## YOUR OBJECTIVE
Pull out each line of the data that contains the word "metal".

## RECORDED INFORMATION
<<<<

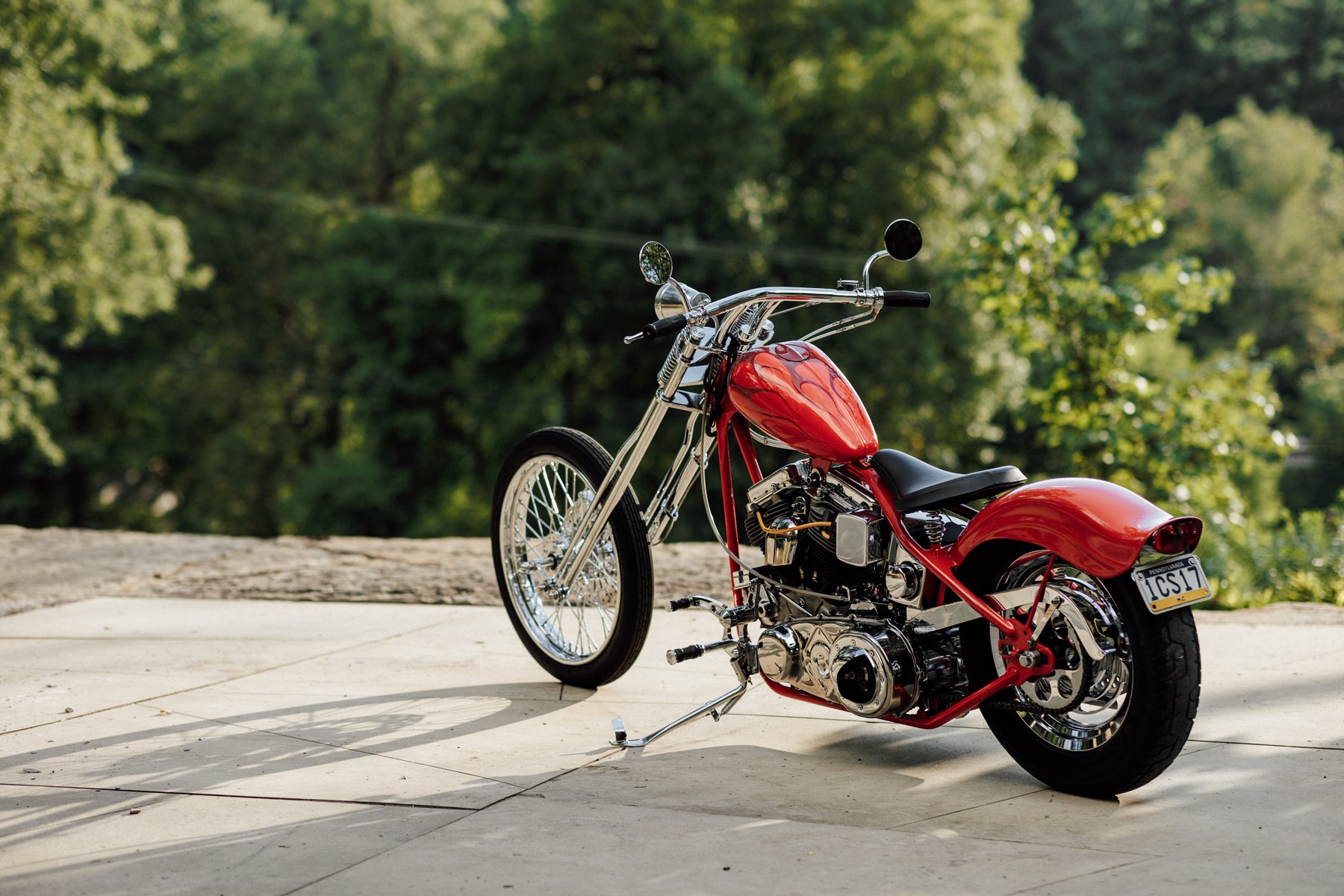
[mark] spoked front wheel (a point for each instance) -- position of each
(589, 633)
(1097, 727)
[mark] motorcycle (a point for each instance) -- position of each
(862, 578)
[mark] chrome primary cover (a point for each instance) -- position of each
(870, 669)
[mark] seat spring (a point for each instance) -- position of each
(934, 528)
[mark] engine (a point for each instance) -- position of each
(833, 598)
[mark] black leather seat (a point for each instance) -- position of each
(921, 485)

>>>>
<<<<

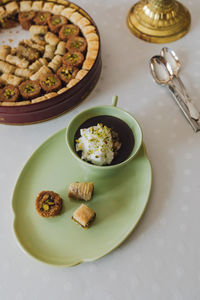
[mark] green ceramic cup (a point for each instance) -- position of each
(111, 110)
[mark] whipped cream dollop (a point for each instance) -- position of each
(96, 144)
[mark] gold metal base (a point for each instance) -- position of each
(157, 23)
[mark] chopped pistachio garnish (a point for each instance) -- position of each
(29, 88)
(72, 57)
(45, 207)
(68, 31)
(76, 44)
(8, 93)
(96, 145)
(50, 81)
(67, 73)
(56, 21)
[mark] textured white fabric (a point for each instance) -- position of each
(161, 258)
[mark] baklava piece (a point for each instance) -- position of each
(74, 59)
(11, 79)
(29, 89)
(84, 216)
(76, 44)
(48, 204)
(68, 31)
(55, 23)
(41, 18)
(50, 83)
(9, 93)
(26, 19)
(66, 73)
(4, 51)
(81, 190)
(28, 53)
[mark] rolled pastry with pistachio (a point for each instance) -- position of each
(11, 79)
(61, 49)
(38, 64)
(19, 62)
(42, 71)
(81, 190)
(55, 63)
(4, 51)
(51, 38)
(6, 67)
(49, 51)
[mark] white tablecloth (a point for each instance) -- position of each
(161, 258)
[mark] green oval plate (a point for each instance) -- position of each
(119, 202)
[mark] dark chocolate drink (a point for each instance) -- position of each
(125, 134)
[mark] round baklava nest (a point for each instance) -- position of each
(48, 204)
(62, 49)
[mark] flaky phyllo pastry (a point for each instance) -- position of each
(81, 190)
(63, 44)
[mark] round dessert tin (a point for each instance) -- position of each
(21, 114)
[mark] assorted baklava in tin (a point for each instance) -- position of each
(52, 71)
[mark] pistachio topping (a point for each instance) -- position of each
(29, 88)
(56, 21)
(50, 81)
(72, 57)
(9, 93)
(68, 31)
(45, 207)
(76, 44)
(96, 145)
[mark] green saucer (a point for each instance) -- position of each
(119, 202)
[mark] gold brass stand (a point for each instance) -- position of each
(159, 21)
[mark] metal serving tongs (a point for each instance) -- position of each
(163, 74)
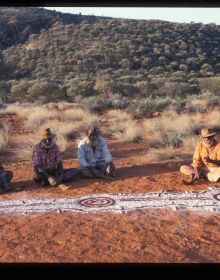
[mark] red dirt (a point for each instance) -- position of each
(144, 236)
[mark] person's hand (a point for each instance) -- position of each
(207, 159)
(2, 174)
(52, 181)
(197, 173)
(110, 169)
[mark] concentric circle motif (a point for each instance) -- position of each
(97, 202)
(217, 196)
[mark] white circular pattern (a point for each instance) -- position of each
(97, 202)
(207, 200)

>>>>

## COMPLETE OUTPUT
[mark] gold metal base (a point for each instance) -- position of each
[mark] metal serving tongs (a point for each instance) -- position of each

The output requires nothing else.